# Stated exercise
Copy the listing below word for word, from the first line to the last.

═════ Entries shown

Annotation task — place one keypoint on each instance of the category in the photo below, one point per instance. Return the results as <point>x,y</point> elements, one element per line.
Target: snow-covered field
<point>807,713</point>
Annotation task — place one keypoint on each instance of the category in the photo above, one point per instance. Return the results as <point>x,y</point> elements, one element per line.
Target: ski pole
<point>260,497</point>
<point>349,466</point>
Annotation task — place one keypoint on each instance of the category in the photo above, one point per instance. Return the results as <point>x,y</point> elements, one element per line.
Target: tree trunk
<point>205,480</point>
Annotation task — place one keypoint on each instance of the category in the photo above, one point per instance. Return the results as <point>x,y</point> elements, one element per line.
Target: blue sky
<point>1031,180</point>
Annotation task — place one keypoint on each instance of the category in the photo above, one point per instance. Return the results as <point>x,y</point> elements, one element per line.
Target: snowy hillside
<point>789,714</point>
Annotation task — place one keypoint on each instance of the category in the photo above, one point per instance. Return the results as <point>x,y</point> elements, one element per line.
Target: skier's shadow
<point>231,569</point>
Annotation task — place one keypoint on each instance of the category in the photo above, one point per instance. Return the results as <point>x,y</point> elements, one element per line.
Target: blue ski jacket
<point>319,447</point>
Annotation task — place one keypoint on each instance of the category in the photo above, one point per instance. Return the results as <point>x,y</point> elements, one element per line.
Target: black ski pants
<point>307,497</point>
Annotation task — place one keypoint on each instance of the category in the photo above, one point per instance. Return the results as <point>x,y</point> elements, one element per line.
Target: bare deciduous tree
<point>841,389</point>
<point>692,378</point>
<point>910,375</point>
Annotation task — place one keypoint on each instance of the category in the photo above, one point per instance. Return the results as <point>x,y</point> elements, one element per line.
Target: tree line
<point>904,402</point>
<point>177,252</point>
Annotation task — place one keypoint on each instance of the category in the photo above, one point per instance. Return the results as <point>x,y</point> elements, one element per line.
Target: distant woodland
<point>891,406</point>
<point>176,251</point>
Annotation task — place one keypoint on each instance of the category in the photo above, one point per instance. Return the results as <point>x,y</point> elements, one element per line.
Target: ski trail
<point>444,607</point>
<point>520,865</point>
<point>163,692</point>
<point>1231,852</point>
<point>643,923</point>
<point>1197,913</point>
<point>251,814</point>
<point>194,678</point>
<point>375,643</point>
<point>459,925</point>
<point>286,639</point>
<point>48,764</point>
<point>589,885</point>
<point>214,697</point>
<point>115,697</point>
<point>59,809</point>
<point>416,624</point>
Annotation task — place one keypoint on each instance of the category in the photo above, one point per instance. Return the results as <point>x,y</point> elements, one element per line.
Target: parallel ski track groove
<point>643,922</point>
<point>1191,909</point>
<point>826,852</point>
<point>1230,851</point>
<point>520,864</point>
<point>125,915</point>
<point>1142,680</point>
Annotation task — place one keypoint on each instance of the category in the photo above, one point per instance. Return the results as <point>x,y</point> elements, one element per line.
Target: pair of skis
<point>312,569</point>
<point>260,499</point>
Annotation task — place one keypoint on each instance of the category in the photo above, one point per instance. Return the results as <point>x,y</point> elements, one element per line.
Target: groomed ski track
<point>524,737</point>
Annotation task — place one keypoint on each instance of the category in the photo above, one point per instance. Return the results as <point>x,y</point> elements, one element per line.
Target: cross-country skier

══════════

# Task solution
Annotation task — place one keypoint on each instance of the category in the photo below, one point per instance. Return the results as <point>x,y</point> elements, one element per line.
Target: snow-covered field
<point>807,713</point>
Annotation task — place one keypoint on each instance of the category in the photo above, one point per instance. Return the results as <point>x,y</point> elements, one element per line.
Target: ski pole
<point>260,497</point>
<point>349,466</point>
Annotation task — place one keypoint on each instance of the category in the photo above, one point per instance. Return the results as <point>x,y</point> elements, one element per line.
Target: tree trunk
<point>205,480</point>
Annotation task — place one keypoint on each instance of the category in the photo above, one point per instance. Return the results as <point>x,y</point> elements, one element per line.
Target: blue sky
<point>1031,180</point>
Annotation task — place one keypoint on each instance of the category in the photo above, one point per instance. Return the results as <point>x,y</point> elements, one element per line.
Target: snowy hillside
<point>789,714</point>
Annotation task — place one keypoint on each instance of the category in the photo above, one point per instance. Return the results as <point>x,y</point> elements, one element per line.
Target: skier's shadow
<point>231,569</point>
Annotation task — place one keypoint on each instance of the category in the photo above, one point per instance. Return the results as <point>x,y</point> elements, one element per line.
Target: blue ski jacket
<point>319,447</point>
Annotation task — place one keypoint on each instance of the category in the photo above, one point per instance. Return the results as <point>x,y</point> elements, one element per line.
Target: black ski pants
<point>307,497</point>
Annotation task — place one keypoint on each instance of the category in the photo above, one point per instance. Return the results as <point>x,y</point> elements, one element per line.
Target: bare deciduous tree
<point>841,389</point>
<point>692,378</point>
<point>910,375</point>
Annotation task — place one keypoint on each instance of the category in the photo above, one point per instance. Return the results as <point>x,y</point> elements, one element per line.
Target: tree line
<point>904,402</point>
<point>177,252</point>
Annotation task — place one keypoint on each instance of the category in the photo above, one point per instance. Return the results as <point>x,y</point> elements, one element per line.
Target: distant woodland
<point>891,406</point>
<point>176,251</point>
Annotation task — place one keypoint on each instance of the category in the photo above, one point per instance. Return the results as <point>x,y</point> elements, one element per line.
Target: ski trail
<point>444,607</point>
<point>520,865</point>
<point>163,692</point>
<point>1231,852</point>
<point>643,923</point>
<point>1197,913</point>
<point>251,814</point>
<point>194,678</point>
<point>375,643</point>
<point>459,925</point>
<point>286,639</point>
<point>48,764</point>
<point>589,885</point>
<point>214,697</point>
<point>115,697</point>
<point>59,809</point>
<point>416,624</point>
Annotation task — place one keypoint on each instance of the category in the photo above, one point per instance. Return the results as <point>x,y</point> elements, one element per line.
Target: parallel ski track groove
<point>643,922</point>
<point>1191,909</point>
<point>826,852</point>
<point>1230,851</point>
<point>520,864</point>
<point>125,915</point>
<point>1142,680</point>
Annotation task — place one keypoint on each instance of the category in the photo above, one point per instance. Return the results as <point>x,y</point> elements, one element per line.
Target: pair of skis
<point>312,569</point>
<point>260,499</point>
Annotation task — place one keypoint on each instance of the category in the photo above, one point per instance. Return the results as <point>x,y</point> elements, one element per line.
Target: groomed ski track
<point>524,737</point>
Annotation task — place one keypoint on each instance of the category in the photo above, one point per instance. Return the results as <point>x,y</point> elements, one element per line.
Target: cross-country skier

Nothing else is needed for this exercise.